◆ Task prompt: Rewrite every row below, replacing "localization prompt" with "detection prompt" and leaving everything else the same. Omit the pictures.

◆ Material for the task:
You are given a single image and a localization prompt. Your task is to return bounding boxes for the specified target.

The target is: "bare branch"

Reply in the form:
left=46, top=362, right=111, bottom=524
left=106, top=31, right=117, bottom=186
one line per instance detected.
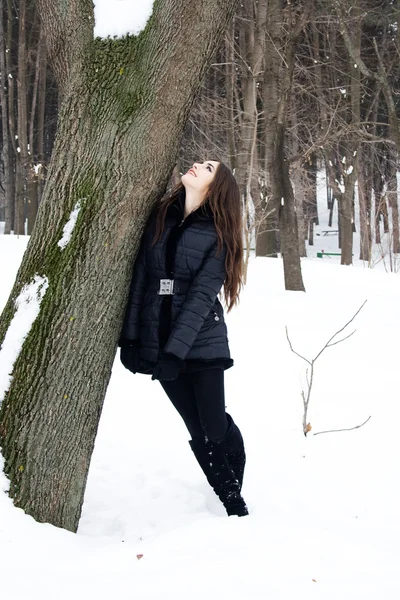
left=285, top=327, right=312, bottom=366
left=313, top=415, right=371, bottom=435
left=313, top=300, right=367, bottom=362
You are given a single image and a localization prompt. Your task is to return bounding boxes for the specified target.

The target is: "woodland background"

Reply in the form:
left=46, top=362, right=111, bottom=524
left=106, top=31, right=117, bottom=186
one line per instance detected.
left=0, top=0, right=400, bottom=264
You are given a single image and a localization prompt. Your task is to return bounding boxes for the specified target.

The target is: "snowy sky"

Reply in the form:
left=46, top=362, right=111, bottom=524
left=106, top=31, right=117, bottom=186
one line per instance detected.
left=94, top=0, right=153, bottom=37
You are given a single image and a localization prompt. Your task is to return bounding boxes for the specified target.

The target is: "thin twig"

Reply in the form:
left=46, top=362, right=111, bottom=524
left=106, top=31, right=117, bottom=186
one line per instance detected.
left=285, top=300, right=367, bottom=436
left=313, top=415, right=371, bottom=435
left=314, top=300, right=367, bottom=362
left=285, top=326, right=311, bottom=366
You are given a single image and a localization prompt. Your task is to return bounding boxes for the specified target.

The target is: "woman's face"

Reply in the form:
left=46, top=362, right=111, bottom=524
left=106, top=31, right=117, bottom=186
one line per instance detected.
left=182, top=160, right=219, bottom=195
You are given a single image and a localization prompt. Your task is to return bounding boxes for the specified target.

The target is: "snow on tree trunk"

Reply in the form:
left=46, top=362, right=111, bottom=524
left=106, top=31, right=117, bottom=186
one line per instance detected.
left=0, top=0, right=235, bottom=531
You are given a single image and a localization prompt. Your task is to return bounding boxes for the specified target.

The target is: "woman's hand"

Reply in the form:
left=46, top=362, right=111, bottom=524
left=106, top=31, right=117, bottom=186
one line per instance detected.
left=152, top=352, right=185, bottom=381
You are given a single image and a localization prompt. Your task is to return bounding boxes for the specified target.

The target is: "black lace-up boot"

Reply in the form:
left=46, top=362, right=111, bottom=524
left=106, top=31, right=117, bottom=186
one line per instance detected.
left=189, top=437, right=249, bottom=517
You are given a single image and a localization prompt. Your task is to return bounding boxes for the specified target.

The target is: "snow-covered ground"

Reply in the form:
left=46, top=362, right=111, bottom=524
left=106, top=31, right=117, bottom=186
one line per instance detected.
left=0, top=189, right=400, bottom=600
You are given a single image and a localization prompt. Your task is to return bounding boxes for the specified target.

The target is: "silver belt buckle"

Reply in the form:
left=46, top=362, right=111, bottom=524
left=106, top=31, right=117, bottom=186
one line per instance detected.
left=157, top=279, right=174, bottom=296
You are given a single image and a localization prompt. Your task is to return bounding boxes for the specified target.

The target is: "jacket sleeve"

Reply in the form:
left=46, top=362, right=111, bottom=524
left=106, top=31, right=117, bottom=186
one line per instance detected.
left=164, top=241, right=226, bottom=360
left=120, top=231, right=148, bottom=340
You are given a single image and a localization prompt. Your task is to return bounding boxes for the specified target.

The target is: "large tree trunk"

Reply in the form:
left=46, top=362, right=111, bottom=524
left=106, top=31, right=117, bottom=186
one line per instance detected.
left=264, top=0, right=311, bottom=291
left=358, top=144, right=372, bottom=262
left=0, top=0, right=235, bottom=531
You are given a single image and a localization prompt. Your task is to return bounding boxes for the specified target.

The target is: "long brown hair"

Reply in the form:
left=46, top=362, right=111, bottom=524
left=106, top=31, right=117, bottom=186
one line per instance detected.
left=153, top=161, right=243, bottom=312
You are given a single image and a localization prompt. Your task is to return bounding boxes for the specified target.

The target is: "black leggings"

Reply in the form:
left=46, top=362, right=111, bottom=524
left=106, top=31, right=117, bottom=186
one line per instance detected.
left=160, top=369, right=228, bottom=441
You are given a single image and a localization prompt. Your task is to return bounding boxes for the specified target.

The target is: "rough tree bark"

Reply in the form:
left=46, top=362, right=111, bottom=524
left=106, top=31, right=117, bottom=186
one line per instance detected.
left=0, top=0, right=14, bottom=233
left=15, top=0, right=28, bottom=235
left=0, top=0, right=235, bottom=531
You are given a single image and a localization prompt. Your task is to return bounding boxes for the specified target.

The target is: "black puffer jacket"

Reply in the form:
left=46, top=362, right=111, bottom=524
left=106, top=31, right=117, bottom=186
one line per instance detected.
left=121, top=190, right=233, bottom=373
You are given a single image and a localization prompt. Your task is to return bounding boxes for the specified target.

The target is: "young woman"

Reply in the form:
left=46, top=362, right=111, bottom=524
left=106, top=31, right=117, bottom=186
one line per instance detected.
left=120, top=160, right=248, bottom=517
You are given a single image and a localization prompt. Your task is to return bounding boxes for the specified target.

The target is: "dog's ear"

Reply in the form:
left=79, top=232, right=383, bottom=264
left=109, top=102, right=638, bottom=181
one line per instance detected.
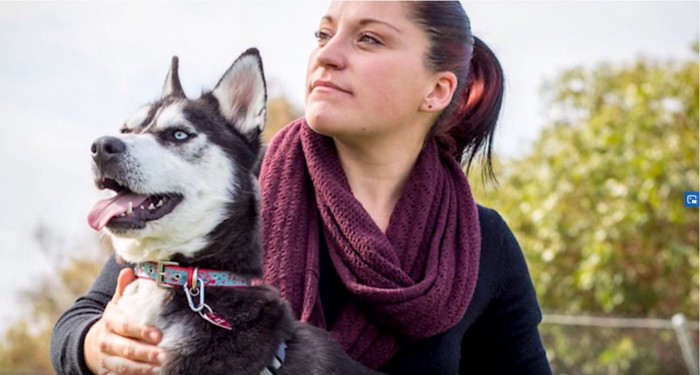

◆ Worked answer:
You are given a single image and a detection prompt. Your task is to return bounding boxes for the specified target.

The target is: "bare branch"

Reply in the form:
left=46, top=362, right=111, bottom=524
left=106, top=31, right=117, bottom=186
one line per instance detected.
left=285, top=327, right=312, bottom=366
left=313, top=415, right=371, bottom=435
left=313, top=300, right=367, bottom=362
You are given a single image and a detection prompt. Your task is to return bounding boxes for the specified target.

The target is: "woodland background"

Reply in the form:
left=46, top=362, right=111, bottom=524
left=106, top=31, right=117, bottom=186
one line per instance detected.
left=0, top=0, right=400, bottom=264
You are given a single image and a detection prompt. Your task is to return bounding boxes for the specified target.

The target is: "snowy sky"

Reply in the form:
left=46, top=362, right=111, bottom=524
left=106, top=31, right=117, bottom=186
one line per instance detected.
left=94, top=0, right=153, bottom=37
You are given a single image and a detection prompt. Your task is to return bounding boxes for the specified target.

The target is: "thin twig"

Reply in the form:
left=46, top=362, right=111, bottom=524
left=106, top=31, right=117, bottom=186
one line per instance detected.
left=285, top=300, right=367, bottom=436
left=313, top=415, right=371, bottom=435
left=314, top=300, right=367, bottom=362
left=285, top=326, right=311, bottom=366
You are given a single image and a detection prompt. Your task is to return bounding boxes for the specified target.

The target is: "woman's face"

Reply in the form:
left=46, top=362, right=111, bottom=524
left=106, top=31, right=117, bottom=186
one line per instance detected.
left=182, top=160, right=219, bottom=195
You are given a single image and a detection prompt. Your task is to return bounding boxes for the specified target.

The target is: "snow on tree trunk"

Reply in the form:
left=46, top=362, right=111, bottom=524
left=106, top=31, right=117, bottom=186
one line per instance detected.
left=0, top=0, right=235, bottom=531
You are given a single image and a detection prompt. Your task is to return bounding boxes for the specified target.

The target is: "woman's hand"

Reply in the form:
left=46, top=362, right=111, bottom=524
left=106, top=31, right=117, bottom=186
one line per instance detected.
left=152, top=352, right=185, bottom=381
You are given a single image and a detection prompt. Your task is to return bounding boxes for the specified target.

The target is: "black lace-up boot"

Reply in the form:
left=46, top=362, right=111, bottom=524
left=106, top=31, right=117, bottom=186
one line per instance detected.
left=189, top=437, right=249, bottom=517
You are given a single image and a detection prompt. Your task is to return bounding boxes for the specified target.

The target is: "snow-covered ground"

Reply in the form:
left=46, top=362, right=111, bottom=524
left=106, top=31, right=117, bottom=186
one line per instance detected.
left=0, top=189, right=400, bottom=600
You are given a single image and a detection prompt. Your task is to return bounding boxes for the specified target.

The target is: "silver belt buckle"

Reply in the form:
left=46, top=362, right=111, bottom=524
left=106, top=31, right=117, bottom=186
one line per instance detected.
left=157, top=279, right=174, bottom=296
You are given a single image and a detection prompt. Your task is to return bounding boxes for the specified target.

The target is: "jacket sleeve"

Reply in the form:
left=46, top=362, right=111, bottom=524
left=106, top=31, right=117, bottom=186
one line per instance detected.
left=164, top=241, right=226, bottom=360
left=120, top=231, right=148, bottom=340
You are given a single image and a detection prompt. Your task is to return bounding boxes for the specified target.

The target is: "large tree trunk"

Reply in the form:
left=46, top=362, right=111, bottom=524
left=106, top=31, right=117, bottom=186
one line per instance detected.
left=264, top=0, right=311, bottom=291
left=358, top=144, right=372, bottom=262
left=0, top=0, right=235, bottom=531
You are given a single image and a detection prompt. Your task is to return bounding boxes for the specified target.

The target is: "long brown hair"

Reply in the form:
left=46, top=362, right=111, bottom=524
left=106, top=31, right=117, bottom=186
one line per instance detected.
left=153, top=161, right=243, bottom=312
You are given a single image and a detection prompt. Your task is to return bounding boxes for the specified target.

The target is: "black leggings"

Reply in the form:
left=46, top=362, right=111, bottom=524
left=106, top=31, right=117, bottom=186
one line per instance detected.
left=160, top=369, right=228, bottom=441
You are given a single image and a detection prompt. Your task is to return bounding boxes for the specified target.

The target is: "rough tree bark"

Reply in the form:
left=46, top=362, right=111, bottom=524
left=106, top=31, right=117, bottom=186
one line per instance detected.
left=0, top=0, right=14, bottom=233
left=15, top=0, right=28, bottom=235
left=0, top=0, right=235, bottom=531
You are given a single image and a detection prompt. Your task is to return bounding boxes for the specified target.

The target is: "black puffer jacket"

Reply in the form:
left=46, top=362, right=111, bottom=524
left=106, top=31, right=117, bottom=186
one line per instance detected.
left=121, top=190, right=233, bottom=373
You are given a single image and a detection prompt. Your task is to return bounding boxes for the specified target.

The target is: "young woman"

Reply in the form:
left=46, top=362, right=111, bottom=524
left=106, top=31, right=117, bottom=186
one line per instance detected.
left=120, top=160, right=248, bottom=517
You are given a single image and a detection prompt. Your task is to return bounding boxes for the specified target.

The target is: "dog's ear"

Reply in the form:
left=79, top=232, right=383, bottom=264
left=109, top=102, right=638, bottom=181
one line per instance detected.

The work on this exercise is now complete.